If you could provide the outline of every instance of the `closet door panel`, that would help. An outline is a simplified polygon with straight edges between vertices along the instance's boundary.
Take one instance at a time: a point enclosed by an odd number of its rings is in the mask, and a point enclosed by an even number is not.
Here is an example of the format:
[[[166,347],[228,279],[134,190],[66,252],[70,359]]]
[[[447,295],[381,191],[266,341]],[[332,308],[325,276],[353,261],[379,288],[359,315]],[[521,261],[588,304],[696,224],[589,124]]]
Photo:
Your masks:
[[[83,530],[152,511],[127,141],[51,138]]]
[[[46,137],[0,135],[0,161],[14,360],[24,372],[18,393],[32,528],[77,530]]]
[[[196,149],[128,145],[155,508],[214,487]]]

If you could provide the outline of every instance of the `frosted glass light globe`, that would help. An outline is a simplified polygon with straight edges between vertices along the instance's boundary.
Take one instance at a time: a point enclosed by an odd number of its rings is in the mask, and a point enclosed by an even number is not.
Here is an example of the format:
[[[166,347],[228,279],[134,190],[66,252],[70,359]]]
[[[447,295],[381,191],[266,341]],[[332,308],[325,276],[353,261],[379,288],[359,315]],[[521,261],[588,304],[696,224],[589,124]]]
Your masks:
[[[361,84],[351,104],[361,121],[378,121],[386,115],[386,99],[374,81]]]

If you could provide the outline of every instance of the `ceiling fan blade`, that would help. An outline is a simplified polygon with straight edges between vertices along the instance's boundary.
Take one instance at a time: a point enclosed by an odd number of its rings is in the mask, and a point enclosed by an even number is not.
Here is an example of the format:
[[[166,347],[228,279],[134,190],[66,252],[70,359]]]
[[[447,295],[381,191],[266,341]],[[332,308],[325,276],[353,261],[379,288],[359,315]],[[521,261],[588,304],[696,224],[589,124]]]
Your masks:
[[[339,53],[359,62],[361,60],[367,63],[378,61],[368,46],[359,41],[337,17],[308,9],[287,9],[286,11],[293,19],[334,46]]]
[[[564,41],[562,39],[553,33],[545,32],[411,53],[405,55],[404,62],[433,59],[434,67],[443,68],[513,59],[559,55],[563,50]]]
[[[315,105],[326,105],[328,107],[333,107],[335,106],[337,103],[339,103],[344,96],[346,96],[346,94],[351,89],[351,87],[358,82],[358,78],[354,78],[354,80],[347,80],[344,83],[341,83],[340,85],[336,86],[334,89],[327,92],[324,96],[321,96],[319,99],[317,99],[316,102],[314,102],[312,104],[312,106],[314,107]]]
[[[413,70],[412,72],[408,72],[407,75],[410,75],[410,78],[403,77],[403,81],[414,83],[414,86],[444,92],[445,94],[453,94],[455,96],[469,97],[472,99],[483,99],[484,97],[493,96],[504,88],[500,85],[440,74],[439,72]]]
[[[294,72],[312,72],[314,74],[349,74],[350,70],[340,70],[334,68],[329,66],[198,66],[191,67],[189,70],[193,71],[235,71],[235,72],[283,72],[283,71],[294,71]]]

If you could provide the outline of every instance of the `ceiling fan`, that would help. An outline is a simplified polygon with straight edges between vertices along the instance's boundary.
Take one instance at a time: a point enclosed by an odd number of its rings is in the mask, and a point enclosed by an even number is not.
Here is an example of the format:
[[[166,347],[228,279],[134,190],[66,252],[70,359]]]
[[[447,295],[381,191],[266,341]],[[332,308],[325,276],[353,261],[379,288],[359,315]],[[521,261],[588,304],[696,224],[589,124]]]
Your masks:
============
* To be done: Please give the data again, starting at its beginning and ending at the line that contains "[[[83,530],[152,511],[127,141],[51,138]]]", with "closet door panel" swapped for "wardrobe door panel" and nothing else changed.

* Exercise result:
If you could provide the outline of every instance of the `wardrobe door panel`, that would help. An outline is a simplified polygon with straight edges between vertices along the instance's boundary.
Take one instance at a time: a point enclosed by an odd number of its rings is in the mask, and a point enclosed by an even number is not.
Here is an example of the format:
[[[166,347],[228,279],[134,190],[66,252],[70,359]]]
[[[447,295],[381,191],[266,341]],[[332,308],[325,276],[353,261],[379,288],[359,315]],[[521,261],[588,304],[696,224],[589,124]]]
Photo:
Your masks:
[[[83,530],[152,511],[127,141],[51,138]]]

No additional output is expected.